--- start Text passage ---
Both data quality management and data governance are critical data management activities. After all, there’s not much point managing your data if you aren’t sure if it is the right data, or if it is of good enough quality to use. But, which should come first, data quality or data governance? Learn what you need to start with and how to overcome the obstacles.
In collaboration with Soda, Nicola Askham, known as The Data Governance Coach, has authored a comprehensive three-part series that addresses critical topics including data governance, AI, and data quality. Nicola specializes in helping organizations enhance their data management practices. Over the past twenty years, she has assisted numerous corporations in reducing costs and inefficiencies through her dedicated coaching, consulting, and training initiatives.
Like the proverbial question of which came first, the chicken or the egg, many people in the data management community ponder, which should first, data quality or data governance?
It's not an easy question to answer. Most of us understand what data quality is – “data that is good enough to use” is a simple enough concept to grasp. Data governance, on the other hand, sounds like something that will prevent you from doing your work and, let’s be honest, it also sounds rather boring! But that’s not true; data governance is about understanding the data your organization has and having a structured framework of roles and responsibilities to manage it. This ensures that the right people can make consistent decisions about the quality and use of your data.
Both data quality management and data governance are critical data management activities. After all, there’s not much point managing your data if you aren’t sure if it is the right data, or if it is of good enough quality to use. Done well, data quality management and governance ensure that the right data of the right quality is available to the people and systems that need it. Add other data management activities to the mix and we can ensure that the data is secure, stored logically on systems, and is made available for analysis and insights.
But back to our original question and why it is not easy to answer. While in theory they are two separate data management disciplines, they are deeply interrelated and you should not be doing one without the other. I often describe them as symbiotic - they support each other and ideally, both activities will be undertaken by the same team. With that in mind, you can see that it is difficult to decide where to start.
--- end Text passage ---
--- start Listing ---
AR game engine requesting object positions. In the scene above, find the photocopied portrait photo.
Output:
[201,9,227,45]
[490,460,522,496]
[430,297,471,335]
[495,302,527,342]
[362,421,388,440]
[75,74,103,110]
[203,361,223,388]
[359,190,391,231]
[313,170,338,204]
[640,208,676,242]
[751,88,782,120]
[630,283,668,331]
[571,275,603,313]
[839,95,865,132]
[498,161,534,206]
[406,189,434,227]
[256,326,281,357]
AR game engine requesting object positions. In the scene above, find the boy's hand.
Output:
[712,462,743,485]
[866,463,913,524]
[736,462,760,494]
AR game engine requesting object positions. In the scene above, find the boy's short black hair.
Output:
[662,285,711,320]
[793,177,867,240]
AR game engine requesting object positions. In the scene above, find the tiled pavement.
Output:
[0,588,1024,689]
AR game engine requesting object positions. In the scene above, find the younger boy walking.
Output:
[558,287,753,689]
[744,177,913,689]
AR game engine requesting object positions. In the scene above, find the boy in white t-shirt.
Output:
--- end Listing ---
--- start Listing ---
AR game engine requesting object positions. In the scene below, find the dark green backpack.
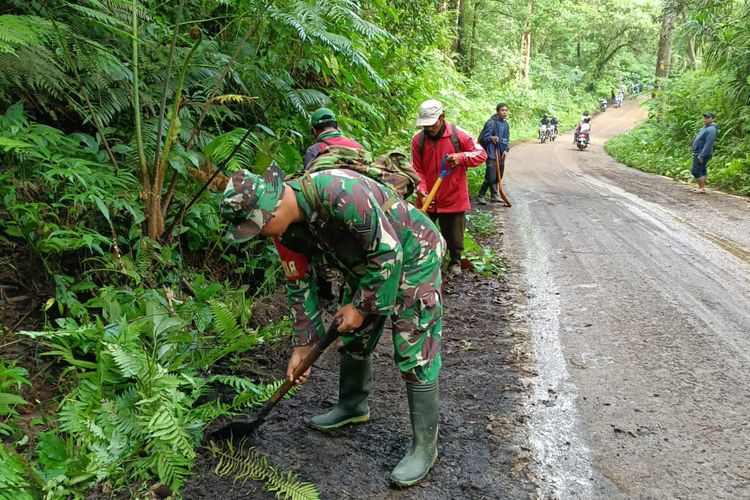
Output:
--- end Listing ---
Direction: Reproduce the entire passage above about data quality and data governance word for word.

Answer to this problem:
Both data quality management and data governance are critical data management activities. After all, there’s not much point managing your data if you aren’t sure if it is the right data, or if it is of good enough quality to use. But, which should come first, data quality or data governance? Learn what you need to start with and how to overcome the obstacles.
In collaboration with Soda, Nicola Askham, known as The Data Governance Coach, has authored a comprehensive three-part series that addresses critical topics including data governance, AI, and data quality. Nicola specializes in helping organizations enhance their data management practices. Over the past twenty years, she has assisted numerous corporations in reducing costs and inefficiencies through her dedicated coaching, consulting, and training initiatives.
Like the proverbial question of which came first, the chicken or the egg, many people in the data management community ponder, which should first, data quality or data governance?
It's not an easy question to answer. Most of us understand what data quality is – “data that is good enough to use” is a simple enough concept to grasp. Data governance, on the other hand, sounds like something that will prevent you from doing your work and, let’s be honest, it also sounds rather boring! But that’s not true; data governance is about understanding the data your organization has and having a structured framework of roles and responsibilities to manage it. This ensures that the right people can make consistent decisions about the quality and use of your data.
Both data quality management and data governance are critical data management activities. After all, there’s not much point managing your data if you aren’t sure if it is the right data, or if it is of good enough quality to use. Done well, data quality management and governance ensure that the right data of the right quality is available to the people and systems that need it. Add other data management activities to the mix and we can ensure that the data is secure, stored logically on systems, and is made available for analysis and insights.
But back to our original question and why it is not easy to answer. While in theory they are two separate data management disciplines, they are deeply interrelated and you should not be doing one without the other. I often describe them as symbiotic - they support each other and ideally, both activities will be undertaken by the same team. With that in mind, you can see that it is difficult to decide where to start.